▶ **Problems to solve**:
(A) Based on the article on speculating on stock stories, explain in one to three sentences why realistic stories push a stock's price up.
(B) Extend the article on speculating on stock stories, picking up right after its final sentence.

Speculating on Stories: Finding Sustainable Value
Juanis G. Barredo
Some stocks rise fast because of the stories that surround their companies, but not all stories are equal. It’s important to distinguish momentum driven by real stories from those driven by copycats: • Real stories are about factual strengths of the underlying business that can lead to a sustainable increase in prices after an initial exploratory, speculation-driven phase • Pseudo or copycat stories consist mainly of hype and rumor or associated storylines, and the price fluctuations they cause are rapid and treacherous, never reaching sustainability • Stocks with prices that rise abnormally fast should be approached with caution, especially for a new investor
Can you remember when you first became interested in the stock market? Chances are, you can trace that interest back to a story. Maybe it was a story you heard on the news, read in an article, or mentioned by a friend who invests.
Stories play a key role in how we learn since our brains are wired to respond to narratives. Humans are constantly on the lookout for patterns, and a story is one way to tie a group of events together, or to find meaning and motivation.
It should come as no surprise then that stories can influence the way stocks move and the way the market behaves. The stories around a stock can motivate people to invest or turn people away. This is especially true for what we call momentum stocks—stocks with rapidly rising prices driven by a lot of activity from investors who are banking on that momentum to continue.
However, it’s important for a new investor to take a closer look at the stories that are driving these movements. These stories can reveal whether a stock is backed by a sustainable business or if the movement is merely a product of unsubstantiated hype.
You can tell a company is backed by a sustainable business if the movement of its stock is produced by realistic stories.
These stories cause a positive change in prices because they are based on something that will produce a tangible benefit in the business or earnings of a company. These tend to be the results of sustainable action by the corporation and are supported by facts rather than by rumors.
On the other hand, there are what may be called “Copycat” or “Pseudo Stock” stories.
These are rumors, unconfirmed reports, or viral hype that move prices through the creation of a craze or mania, or through an appeal via association, or through sentiment.
The movement of prices created here are not actually based on the underlying business of the corporation, but on the stories alone—stories that can disappear as quickly as they appear. When that happens, the stock fades back into anonymity, with many rash investors being getting stuck with a bad stock for a long period of time.
Stocks backed by different stories will also display different timelines of movement.

▶ **Source data**:
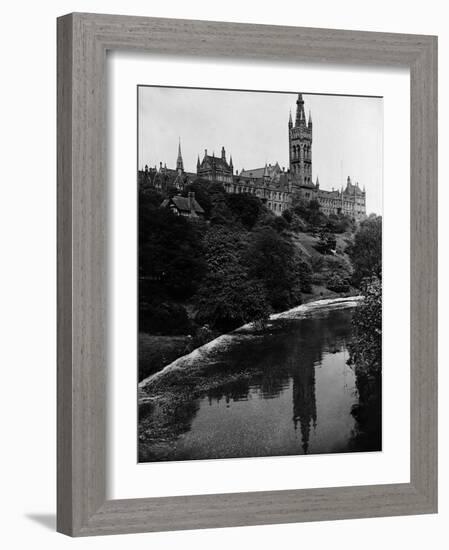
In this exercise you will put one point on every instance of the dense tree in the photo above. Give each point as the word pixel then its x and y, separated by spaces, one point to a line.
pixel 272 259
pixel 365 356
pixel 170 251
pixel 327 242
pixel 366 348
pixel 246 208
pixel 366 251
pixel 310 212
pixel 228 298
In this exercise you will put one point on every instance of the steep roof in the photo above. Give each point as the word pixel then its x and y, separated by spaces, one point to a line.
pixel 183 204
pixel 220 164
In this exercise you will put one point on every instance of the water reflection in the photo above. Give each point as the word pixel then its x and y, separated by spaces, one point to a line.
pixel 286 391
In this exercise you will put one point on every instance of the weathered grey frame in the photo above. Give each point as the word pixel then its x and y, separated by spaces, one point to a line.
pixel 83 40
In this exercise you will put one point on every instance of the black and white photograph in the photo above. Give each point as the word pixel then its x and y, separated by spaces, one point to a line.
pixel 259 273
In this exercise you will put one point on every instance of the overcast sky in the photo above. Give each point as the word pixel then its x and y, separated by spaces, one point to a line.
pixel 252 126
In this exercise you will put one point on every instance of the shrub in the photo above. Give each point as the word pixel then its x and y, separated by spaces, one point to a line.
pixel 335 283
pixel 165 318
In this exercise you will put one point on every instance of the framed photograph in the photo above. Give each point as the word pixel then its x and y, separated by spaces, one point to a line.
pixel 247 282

* * *

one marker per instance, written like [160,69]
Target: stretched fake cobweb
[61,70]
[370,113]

...

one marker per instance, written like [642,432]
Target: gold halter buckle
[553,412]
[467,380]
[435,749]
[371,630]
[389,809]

▶ **Per-task outputs**:
(A) Realistic stories raise prices because they rest on something that will produce a tangible benefit in a company's business or earnings. They tend to come from sustainable action by the corporation and are backed by facts rather than rumors.

(B)
Stocks backed by a real story will first go through an exploratory phase, before transitioning to a business phase. The first phase is one of uncertainty, as the real business has not quite come in yet. Even at that point, people hear the story of the corporation and this creates interest in what the company will become in the future. The stock surges and speculators join in, looking for a quick profit, and this drives prices up.
Eventually the speculators leave, and the price of the stock comes back down—this is called the Orphan Period because the stock appears to have been left behind, as the valuations do not merit the high price. But because the story was based on the underlying business, over time the company will finally begin to see a profit. At this point, the stock enters the Business Phase. Here, we see movement caused by real business buying, and the increase in the price becomes sustainable over a long-term.
With Pseudo-stories and Copycats, the stock never enters the Business Phase. Instead, we see a cycle of boom and bust (from the speculation phase to the orphan phase and then back again), never achieving sustainability. After which, they stay quiet for a long period of time until the next concocted story. It’s not so much “high risk and high reward” but rather “uncertain risk and uncertain reward.” Bottom line is buying into stocks with pseudo or copycat stories is always a big gamble.
As a new investor, you’ll be attracted to momentum-driven stocks. But in making your investment decisions, you should be guided by the stories causing momentum swings, and by the way the stocks move.
When prices rise abnormally fast, beyond a metric like the short-term moving average can support, this should make you take a pause. It may be a stock based on a pseudo/copycat story, which could implode just as fast as they rise, and take your money down with them.
If you’re not certain that you can sell a stock while it’s still on its way up, then the volume you put into the stock should be moderated and should only be a minor part of your portfolio.
As a new investor, one of the first lessons you need to learn is how to protect yourself. Otherwise, your own story may just become a cautionary tale on speculating in stories.